_Отрывок:_
Знакомьтесь, это мой папа, Анатолий Данилович. У моего папы два дня рожденья. Такое бывает часто, когда в метрике записано одно число, а в паспорте другое. То ли паспортистки путают, то ли ещё какая причина, не знаю. Но есть люди, празднующие день рожденья дважды в году. Вот у бабушки моей было два дня рожденья, один в октябре, другой в ноябре.
А у папы они оба в один день. Просто с разницей в год. По паспорту ему исполнилось восемьдесят. На самом деле восемьдесят один. Подмена случилась во время оккупации, когда бабушка боялась, что старших детей — Зину, Толю и Витю — могут отправить в Германию, и записала их всех в комендатуре на год моложе. Не знаю, помогло это чему-нибудь, или нет, но с тех пор один день рожденья был только у младшего брата Славы, которому тогда было пять лет, и отправка в Германию ему не грозила.
Папа очень одарённый человек. К сожалению, никто из потомков ничего из этих даров не унаследовал.
Прежде всего, голос. Не знаю, насколько корректно это сравнение, но можно сказать, что его голос был столь же харизматичен, как и голос Анны Герман. Я говорю «был», потому что уже 15 лет папа не поёт. Вообще. С тех пор, как умерла мама. А до этого он пел постоянно, буквально с момента пробуждения до момента засыпания, с перерывами на завтрак, обед и ужин. И действительно, более приятного баритона я в жизни не слышал. И сравнить не с кем. Вот, с Анной Герман разве. Ну, может быть, слабой тенью можно считать голос Ярослава Евдокимова.
В прежние времена папа был очень артистичен. За невостребованностью этот дар с возрастом угас, но я ещё помню, как он пародировал некоторых наших знакомых и членов семьи. Ну, это могут многие, скажете вы. Но тогда я скажу вам, что он умел спародировать Утёсова и Бернеса. А это очень немногие артисты умели. Да, в общем-то, никто. Однако в этих делах папа был на удивление неамбициозен и стеснителен (что совершенно не присуще его характеру), и поэтому зрителями были лишь люди из близкого круга общения.

_Задание:_
Ответьте на вопросы по тексту:
(a) Кого из детей бабушка записала в комендатуре на год моложе?
(b) Сколько лет папа уже не поёт?
(c) Каких артистов умел пародировать папа?
Опирайтесь только на текст.

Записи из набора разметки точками
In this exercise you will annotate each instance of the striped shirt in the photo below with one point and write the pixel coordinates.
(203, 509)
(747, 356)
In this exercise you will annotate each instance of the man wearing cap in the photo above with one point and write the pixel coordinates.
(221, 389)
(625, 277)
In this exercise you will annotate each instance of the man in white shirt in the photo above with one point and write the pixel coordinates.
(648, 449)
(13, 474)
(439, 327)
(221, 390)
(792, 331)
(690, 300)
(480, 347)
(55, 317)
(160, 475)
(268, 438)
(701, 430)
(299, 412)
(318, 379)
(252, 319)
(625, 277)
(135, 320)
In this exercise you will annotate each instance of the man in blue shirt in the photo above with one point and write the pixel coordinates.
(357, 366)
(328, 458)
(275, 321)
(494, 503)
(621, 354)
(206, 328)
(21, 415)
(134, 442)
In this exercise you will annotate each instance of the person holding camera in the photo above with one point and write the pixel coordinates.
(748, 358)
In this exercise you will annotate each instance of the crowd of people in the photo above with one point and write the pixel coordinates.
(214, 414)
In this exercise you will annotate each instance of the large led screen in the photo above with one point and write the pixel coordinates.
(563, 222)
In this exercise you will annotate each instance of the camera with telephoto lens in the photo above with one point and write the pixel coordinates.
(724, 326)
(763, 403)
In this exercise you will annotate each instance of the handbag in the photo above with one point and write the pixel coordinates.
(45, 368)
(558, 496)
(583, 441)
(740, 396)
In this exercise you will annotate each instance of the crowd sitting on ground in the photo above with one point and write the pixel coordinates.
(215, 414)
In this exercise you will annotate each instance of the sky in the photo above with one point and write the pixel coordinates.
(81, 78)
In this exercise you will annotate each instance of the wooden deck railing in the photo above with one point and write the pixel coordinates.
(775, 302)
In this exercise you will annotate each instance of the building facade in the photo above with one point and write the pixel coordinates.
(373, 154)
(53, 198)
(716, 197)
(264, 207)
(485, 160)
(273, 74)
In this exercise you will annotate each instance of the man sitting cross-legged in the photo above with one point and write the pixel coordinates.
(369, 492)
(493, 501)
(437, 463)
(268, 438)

_Ответ:_
(a) Зину, Толю и Витю.
(b) 15 лет.
(c) Утёсова и Бернеса.